─── INFORMATION PROVIDED

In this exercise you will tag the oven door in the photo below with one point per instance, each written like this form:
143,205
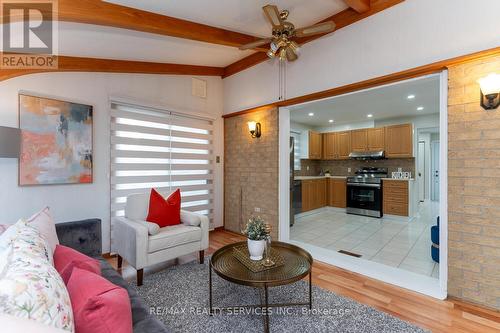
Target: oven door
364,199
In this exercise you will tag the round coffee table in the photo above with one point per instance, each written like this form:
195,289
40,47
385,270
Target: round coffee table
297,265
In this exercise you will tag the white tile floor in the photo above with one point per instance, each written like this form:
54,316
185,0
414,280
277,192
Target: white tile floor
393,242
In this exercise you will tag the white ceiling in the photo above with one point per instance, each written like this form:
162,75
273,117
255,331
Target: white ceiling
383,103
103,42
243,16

──────
─── INFORMATION PROVIDED

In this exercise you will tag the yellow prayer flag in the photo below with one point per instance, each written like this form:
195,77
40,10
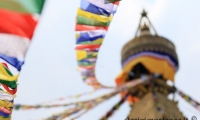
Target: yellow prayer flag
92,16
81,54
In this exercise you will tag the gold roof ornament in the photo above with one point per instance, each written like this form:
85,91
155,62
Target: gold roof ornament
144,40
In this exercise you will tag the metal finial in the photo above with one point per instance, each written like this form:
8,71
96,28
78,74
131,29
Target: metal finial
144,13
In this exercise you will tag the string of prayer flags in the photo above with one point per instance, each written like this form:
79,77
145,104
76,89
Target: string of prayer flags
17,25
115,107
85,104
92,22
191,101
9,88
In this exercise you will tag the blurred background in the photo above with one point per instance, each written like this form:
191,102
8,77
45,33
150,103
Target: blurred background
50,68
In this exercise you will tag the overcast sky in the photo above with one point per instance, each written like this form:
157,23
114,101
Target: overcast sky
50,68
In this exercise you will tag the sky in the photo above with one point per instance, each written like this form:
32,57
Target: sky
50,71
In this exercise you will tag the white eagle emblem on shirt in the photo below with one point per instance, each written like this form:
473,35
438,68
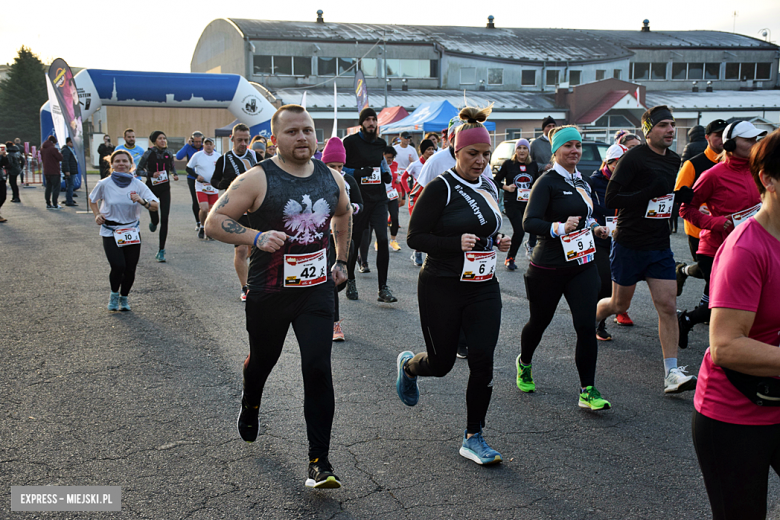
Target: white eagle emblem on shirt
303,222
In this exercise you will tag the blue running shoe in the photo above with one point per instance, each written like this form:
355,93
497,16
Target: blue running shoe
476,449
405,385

──────
─── INFORMATION PROVIDED

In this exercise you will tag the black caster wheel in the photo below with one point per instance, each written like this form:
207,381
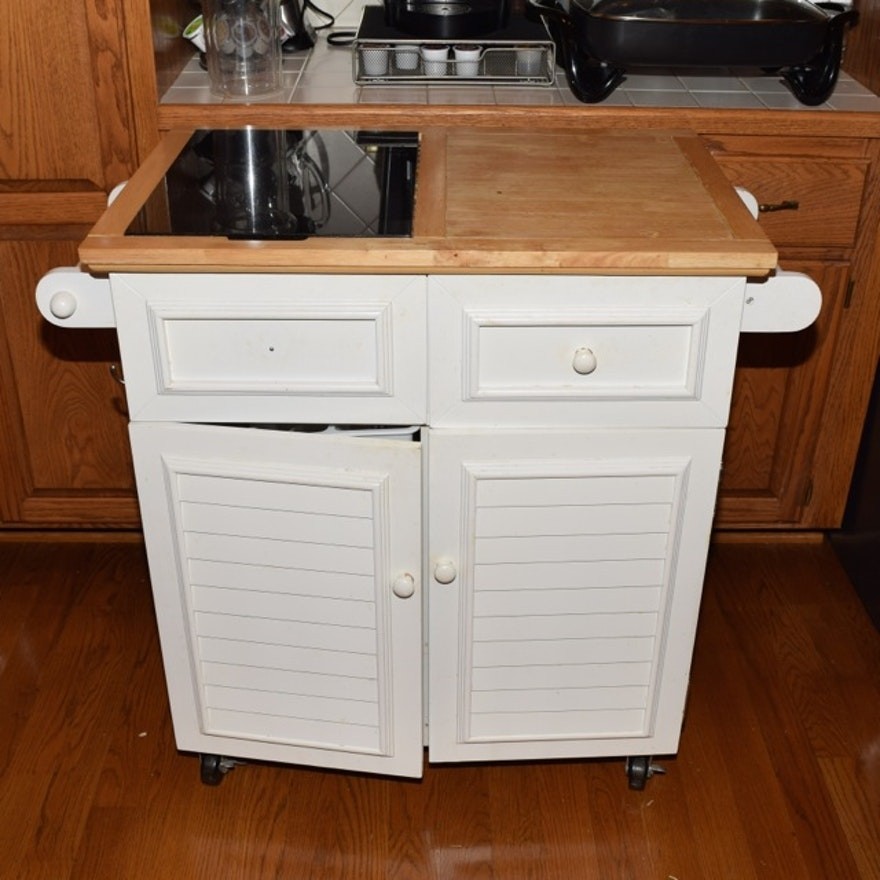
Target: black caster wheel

──────

§ ASSIGNED TASK: Show each line of the material that includes the word "wheel".

§ TASK RESULT:
In this exercise you will tag the black caster wheel in the photo below with one point per instance, each written like this form:
Target: black caster wheel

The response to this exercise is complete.